*What this task involves*.
Among the records below, find the line that has "box: [125, 4, 213, 113]"; from there, give the lines again exactly, and stop after the line that has "rough mask: <svg".

*Data shown*.
= Beginning of Section =
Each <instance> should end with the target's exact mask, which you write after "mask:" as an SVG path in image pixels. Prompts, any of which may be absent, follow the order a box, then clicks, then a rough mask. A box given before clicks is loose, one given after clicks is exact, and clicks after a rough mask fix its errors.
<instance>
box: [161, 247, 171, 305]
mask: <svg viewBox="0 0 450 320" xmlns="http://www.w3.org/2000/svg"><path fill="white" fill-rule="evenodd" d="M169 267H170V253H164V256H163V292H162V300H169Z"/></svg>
= End of Section =
= Beginning of Section =
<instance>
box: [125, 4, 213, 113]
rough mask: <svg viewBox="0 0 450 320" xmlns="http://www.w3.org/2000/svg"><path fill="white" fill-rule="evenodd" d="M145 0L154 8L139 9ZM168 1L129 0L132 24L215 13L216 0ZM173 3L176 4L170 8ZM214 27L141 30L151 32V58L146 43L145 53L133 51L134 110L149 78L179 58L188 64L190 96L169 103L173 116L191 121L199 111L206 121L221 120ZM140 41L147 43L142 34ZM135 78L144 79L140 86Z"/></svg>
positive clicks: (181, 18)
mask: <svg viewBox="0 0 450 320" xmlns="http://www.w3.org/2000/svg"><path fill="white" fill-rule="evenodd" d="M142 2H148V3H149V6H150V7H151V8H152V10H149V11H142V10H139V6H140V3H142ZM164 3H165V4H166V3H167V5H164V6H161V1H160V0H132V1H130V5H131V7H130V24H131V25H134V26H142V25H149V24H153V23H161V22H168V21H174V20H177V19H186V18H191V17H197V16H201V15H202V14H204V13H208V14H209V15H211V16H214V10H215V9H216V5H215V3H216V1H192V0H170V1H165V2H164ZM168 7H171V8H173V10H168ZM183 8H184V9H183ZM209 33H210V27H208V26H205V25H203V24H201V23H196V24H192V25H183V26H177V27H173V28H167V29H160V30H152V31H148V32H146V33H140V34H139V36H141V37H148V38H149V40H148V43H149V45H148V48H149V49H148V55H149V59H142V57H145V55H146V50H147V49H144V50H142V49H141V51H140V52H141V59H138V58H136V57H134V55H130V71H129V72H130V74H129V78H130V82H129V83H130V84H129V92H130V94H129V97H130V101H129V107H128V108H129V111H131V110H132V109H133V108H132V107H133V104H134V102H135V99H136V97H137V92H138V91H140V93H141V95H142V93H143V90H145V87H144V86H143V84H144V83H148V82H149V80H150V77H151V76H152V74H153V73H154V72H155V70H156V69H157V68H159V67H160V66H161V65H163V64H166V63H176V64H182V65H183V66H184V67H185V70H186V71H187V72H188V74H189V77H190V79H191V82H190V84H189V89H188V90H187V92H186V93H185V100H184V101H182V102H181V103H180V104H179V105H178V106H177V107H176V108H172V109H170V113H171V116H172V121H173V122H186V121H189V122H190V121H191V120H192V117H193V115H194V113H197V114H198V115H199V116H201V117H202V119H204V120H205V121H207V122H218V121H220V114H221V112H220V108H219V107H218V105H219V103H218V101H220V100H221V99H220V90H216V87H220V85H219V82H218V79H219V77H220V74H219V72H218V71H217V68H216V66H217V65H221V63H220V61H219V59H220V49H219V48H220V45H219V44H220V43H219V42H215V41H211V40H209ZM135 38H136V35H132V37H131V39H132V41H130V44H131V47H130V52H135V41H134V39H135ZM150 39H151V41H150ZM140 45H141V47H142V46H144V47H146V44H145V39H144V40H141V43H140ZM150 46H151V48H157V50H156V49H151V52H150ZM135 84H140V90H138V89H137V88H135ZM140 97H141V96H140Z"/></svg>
= End of Section =
*Solution*.
box: [125, 4, 213, 113]
rough mask: <svg viewBox="0 0 450 320" xmlns="http://www.w3.org/2000/svg"><path fill="white" fill-rule="evenodd" d="M145 0L154 8L139 9ZM168 1L129 0L132 24L215 13L216 0ZM173 3L176 4L170 8ZM214 27L141 30L151 32V58L146 43L145 53L133 51L134 110L149 78L179 58L188 64L190 96L169 103L173 116L191 121L199 111L206 121L221 120ZM140 41L147 43L142 34ZM135 78L144 79L140 86Z"/></svg>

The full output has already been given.